● Dataset entries:
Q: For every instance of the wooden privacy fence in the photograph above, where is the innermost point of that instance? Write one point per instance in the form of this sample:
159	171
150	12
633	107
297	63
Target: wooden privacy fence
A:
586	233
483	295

● Task instructions: Could you reproduce the records above line for line, without changing a single character?

● Result of this task:
Q: For every instance of the wooden privacy fence in the photograph above, where is the innermost point of that instance? Write one point per instance in the form of this sample:
159	171
150	12
633	107
297	63
Target: wooden privacy fence
A:
586	233
483	295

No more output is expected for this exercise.